Records from a collection
--*--
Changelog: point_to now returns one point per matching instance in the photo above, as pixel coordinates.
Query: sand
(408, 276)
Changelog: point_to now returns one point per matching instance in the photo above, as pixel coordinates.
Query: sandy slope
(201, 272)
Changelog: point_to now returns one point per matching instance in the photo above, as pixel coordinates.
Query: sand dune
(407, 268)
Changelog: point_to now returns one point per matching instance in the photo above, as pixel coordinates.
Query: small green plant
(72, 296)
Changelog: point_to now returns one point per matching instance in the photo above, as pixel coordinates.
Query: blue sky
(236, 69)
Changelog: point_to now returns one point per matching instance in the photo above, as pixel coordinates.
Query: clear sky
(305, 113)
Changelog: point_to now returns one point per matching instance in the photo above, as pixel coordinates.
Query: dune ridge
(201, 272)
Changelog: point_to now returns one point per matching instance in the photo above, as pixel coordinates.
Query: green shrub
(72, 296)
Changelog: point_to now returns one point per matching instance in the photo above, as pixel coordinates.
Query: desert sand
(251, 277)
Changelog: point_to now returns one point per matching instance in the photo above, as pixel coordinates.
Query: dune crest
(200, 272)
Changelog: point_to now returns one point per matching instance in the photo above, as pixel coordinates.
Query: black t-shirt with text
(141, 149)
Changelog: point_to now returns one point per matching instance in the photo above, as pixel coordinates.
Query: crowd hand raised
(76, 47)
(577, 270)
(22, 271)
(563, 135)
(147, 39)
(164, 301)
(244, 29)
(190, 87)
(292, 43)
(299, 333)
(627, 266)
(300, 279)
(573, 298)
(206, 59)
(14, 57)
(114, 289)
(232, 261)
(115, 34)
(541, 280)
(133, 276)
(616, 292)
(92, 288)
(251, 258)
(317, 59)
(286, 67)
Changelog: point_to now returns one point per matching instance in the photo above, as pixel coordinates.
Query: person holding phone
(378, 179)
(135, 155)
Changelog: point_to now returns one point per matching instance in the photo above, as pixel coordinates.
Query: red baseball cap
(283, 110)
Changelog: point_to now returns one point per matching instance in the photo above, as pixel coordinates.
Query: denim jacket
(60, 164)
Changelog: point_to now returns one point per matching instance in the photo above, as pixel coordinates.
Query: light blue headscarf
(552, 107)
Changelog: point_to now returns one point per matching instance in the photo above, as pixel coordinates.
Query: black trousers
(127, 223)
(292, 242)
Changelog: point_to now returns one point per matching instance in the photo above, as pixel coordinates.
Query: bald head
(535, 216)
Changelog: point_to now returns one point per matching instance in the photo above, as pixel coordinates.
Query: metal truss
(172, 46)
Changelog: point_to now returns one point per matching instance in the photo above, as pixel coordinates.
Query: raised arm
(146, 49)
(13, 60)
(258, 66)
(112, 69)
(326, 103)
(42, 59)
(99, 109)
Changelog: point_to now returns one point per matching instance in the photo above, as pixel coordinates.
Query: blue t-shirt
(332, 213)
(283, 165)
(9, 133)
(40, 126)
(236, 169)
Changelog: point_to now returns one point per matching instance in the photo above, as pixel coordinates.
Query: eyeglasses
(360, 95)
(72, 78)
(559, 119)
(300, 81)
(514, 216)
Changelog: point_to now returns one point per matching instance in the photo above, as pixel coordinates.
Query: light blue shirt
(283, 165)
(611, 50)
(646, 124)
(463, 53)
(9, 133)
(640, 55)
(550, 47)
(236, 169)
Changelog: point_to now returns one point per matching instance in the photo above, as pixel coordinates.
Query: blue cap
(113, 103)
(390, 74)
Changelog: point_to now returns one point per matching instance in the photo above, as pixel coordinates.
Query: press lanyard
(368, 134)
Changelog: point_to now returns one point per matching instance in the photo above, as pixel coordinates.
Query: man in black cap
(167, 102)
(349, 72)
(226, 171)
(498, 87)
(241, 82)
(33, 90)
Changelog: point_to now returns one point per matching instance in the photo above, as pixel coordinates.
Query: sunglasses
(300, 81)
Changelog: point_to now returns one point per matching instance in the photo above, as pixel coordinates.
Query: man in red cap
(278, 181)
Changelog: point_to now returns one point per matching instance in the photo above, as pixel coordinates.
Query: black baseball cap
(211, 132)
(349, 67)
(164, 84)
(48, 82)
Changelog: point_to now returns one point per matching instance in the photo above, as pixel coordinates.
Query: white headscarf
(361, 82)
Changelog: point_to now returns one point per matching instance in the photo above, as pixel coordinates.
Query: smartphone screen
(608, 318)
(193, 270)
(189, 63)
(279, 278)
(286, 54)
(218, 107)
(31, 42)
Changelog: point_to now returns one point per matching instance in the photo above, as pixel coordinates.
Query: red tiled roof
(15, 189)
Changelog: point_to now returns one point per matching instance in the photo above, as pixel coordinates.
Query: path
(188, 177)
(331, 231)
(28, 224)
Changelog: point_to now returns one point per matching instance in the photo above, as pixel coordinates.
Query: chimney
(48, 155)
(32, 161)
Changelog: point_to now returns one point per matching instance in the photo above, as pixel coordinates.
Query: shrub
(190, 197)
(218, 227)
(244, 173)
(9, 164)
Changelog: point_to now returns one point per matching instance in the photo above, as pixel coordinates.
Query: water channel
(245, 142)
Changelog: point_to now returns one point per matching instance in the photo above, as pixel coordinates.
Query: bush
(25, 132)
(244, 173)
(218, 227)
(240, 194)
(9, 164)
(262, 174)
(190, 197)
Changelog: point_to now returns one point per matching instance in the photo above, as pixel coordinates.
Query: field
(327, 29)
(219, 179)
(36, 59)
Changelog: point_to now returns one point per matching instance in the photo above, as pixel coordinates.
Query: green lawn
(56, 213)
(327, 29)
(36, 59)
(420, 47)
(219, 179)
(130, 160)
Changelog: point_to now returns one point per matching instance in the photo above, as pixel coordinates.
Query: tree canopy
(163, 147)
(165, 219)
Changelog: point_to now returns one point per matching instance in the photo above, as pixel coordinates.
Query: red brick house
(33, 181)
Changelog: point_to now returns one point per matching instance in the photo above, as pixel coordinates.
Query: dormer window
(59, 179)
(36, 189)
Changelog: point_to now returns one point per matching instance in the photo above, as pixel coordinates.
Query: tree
--*--
# [WHAT IS REQUIRED]
Please write out the records above once more, exactly and completely.

# [OUTPUT]
Changelog: point_to now returns one point per matching instance in the photo above, as pixel coordinates.
Query: sand
(408, 276)
Changelog: point_to now returns one point per matching instance in the photo above, as pixel coordinates.
Query: sandy slope
(201, 272)
Changelog: point_to now returns one point per matching instance in the photo above, as pixel coordinates.
Query: sand dune
(407, 268)
Changelog: point_to now returns one point per matching instance in the photo above, as pixel coordinates.
Query: small green plant
(72, 296)
Changelog: point_to now returns one point per matching instance in the photo above, as pixel coordinates.
Query: blue sky
(236, 69)
Changelog: point_to now returns one point per matching instance in the photo above, as pixel coordinates.
Query: clear sky
(305, 113)
Changelog: point_to now returns one point per matching instance in the photo above, as pixel coordinates.
Query: dune ridge
(201, 272)
Changelog: point_to now returns one point per matching instance in the photo above, as pixel coordinates.
Query: green shrub
(72, 296)
Changelog: point_to now returns one point per matching instance in the photo above, as pixel coordinates.
Query: desert sand
(251, 277)
Changelog: point_to now returns one point per matching instance in the photo above, as pixel coordinates.
Query: dune crest
(200, 272)
Changelog: point_to now returns one point per matching instance in the photo above, as pixel coordinates.
Query: black t-shirt with text
(141, 149)
Changelog: point_to now returns one point per matching instance in the photo above, as pixel coordinates.
Query: crowd hand raised
(76, 47)
(577, 270)
(22, 271)
(563, 135)
(147, 39)
(164, 301)
(244, 29)
(190, 87)
(292, 43)
(299, 333)
(627, 266)
(300, 279)
(573, 298)
(206, 59)
(14, 57)
(114, 289)
(232, 261)
(115, 34)
(541, 280)
(133, 276)
(616, 292)
(92, 288)
(251, 258)
(317, 59)
(286, 67)
Changelog: point_to now returns one point per matching instance in the photo above, as pixel coordinates.
Query: person holding phone
(378, 179)
(135, 155)
Changelog: point_to now returns one point per matching instance in the photo above, as pixel coordinates.
Query: red baseball cap
(283, 110)
Changelog: point_to now returns one point per matching instance in the photo above, as pixel coordinates.
Query: denim jacket
(60, 164)
Changelog: point_to now returns one point per matching instance in the photo above, as pixel coordinates.
Query: light blue headscarf
(552, 107)
Changelog: point_to now returns one point per matching instance in the photo above, as pixel coordinates.
Query: black trousers
(127, 223)
(292, 242)
Changelog: point_to now returns one point per matching instance in the photo above, as pixel coordinates.
Query: bald head
(535, 216)
Changelog: point_to now returns one point per matching instance in the photo above, as pixel coordinates.
Query: metal truss
(172, 46)
Changelog: point_to now returns one point per matching instance in the photo above, as pixel coordinates.
Query: raised arm
(146, 49)
(13, 60)
(258, 66)
(112, 69)
(326, 103)
(42, 59)
(99, 109)
Changelog: point_to now returns one point per matching instance in the photo above, as pixel coordinates.
Query: blue t-shirt
(332, 213)
(283, 165)
(9, 133)
(40, 126)
(236, 169)
Changelog: point_to now returns one point per matching instance in the photo above, as pixel coordinates.
Query: eyeglasses
(360, 95)
(72, 78)
(559, 119)
(300, 81)
(514, 216)
Changelog: point_to now returns one point per matching instance in the photo above, as pixel coordinates.
Query: light blue shirt
(283, 165)
(611, 50)
(646, 124)
(463, 53)
(9, 133)
(640, 55)
(550, 47)
(236, 169)
Changelog: point_to now returns one point per matching instance in the photo above, as pixel coordinates.
Query: blue cap
(113, 103)
(390, 74)
Changelog: point_to now returns one point per matching instance in the photo above, as pixel coordinates.
Query: press lanyard
(368, 134)
Changelog: point_to now returns one point per matching instance in the photo above, as pixel coordinates.
Query: man in black cap
(167, 102)
(349, 72)
(226, 171)
(498, 87)
(241, 82)
(33, 90)
Changelog: point_to now returns one point per matching instance in the photo above, as pixel coordinates.
Query: sunglasses
(300, 81)
Changelog: point_to now returns one point per matching instance in the photo above, as pixel coordinates.
Query: man in red cap
(278, 181)
Changelog: point_to now returns one point per matching instance in the photo above, as pixel coordinates.
Query: black baseball cap
(211, 132)
(349, 67)
(164, 84)
(48, 82)
Changelog: point_to now returns one point per matching instance in the photo above, as pixel coordinates.
Query: white headscarf
(361, 82)
Changelog: point_to now returns one point per matching instance in the photo above, as pixel coordinates.
Query: smartphone screen
(608, 318)
(193, 270)
(189, 63)
(279, 278)
(286, 54)
(218, 107)
(31, 42)
Changelog: point_to now returns one point per matching instance in the photo above, as pixel coordinates.
Query: red tiled roof
(15, 189)
Changelog: point_to now returns one point per matching instance in the photo above, as pixel coordinates.
Query: path
(188, 177)
(331, 231)
(28, 224)
Changelog: point_to now returns one point per matching instance in the photo above, as pixel coordinates.
Query: chimney
(48, 155)
(32, 161)
Changelog: point_to now returns one point per matching instance in the photo above, as pixel coordinates.
Query: shrub
(190, 197)
(218, 227)
(244, 173)
(9, 164)
Changelog: point_to now returns one point per matching instance in the photo above, as pixel coordinates.
Query: water channel
(245, 142)
Changelog: point_to now returns one point per matching instance in the photo above, as pixel coordinates.
Query: bush
(25, 132)
(244, 173)
(218, 227)
(240, 194)
(9, 164)
(262, 174)
(190, 197)
Changelog: point_to now returns one point per matching instance in the photo above, as pixel coordinates.
Query: field
(327, 29)
(219, 179)
(36, 59)
Changelog: point_to now returns one point per matching instance in the photo above, as pixel coordinates.
Query: green lawn
(56, 213)
(327, 29)
(36, 59)
(420, 47)
(219, 179)
(130, 160)
Changelog: point_to now returns one point per matching instance in the photo above, as pixel coordinates.
Query: tree canopy
(163, 147)
(165, 219)
Changelog: point_to now returns one point per matching instance in the photo above, as pixel coordinates.
Query: red brick house
(33, 181)
Changelog: point_to now returns one point per matching instance in the photo above, as pixel coordinates.
Query: dormer window
(59, 179)
(36, 189)
Changelog: point_to now returns one point per matching instance in the photo above, as pixel coordinates.
Query: tree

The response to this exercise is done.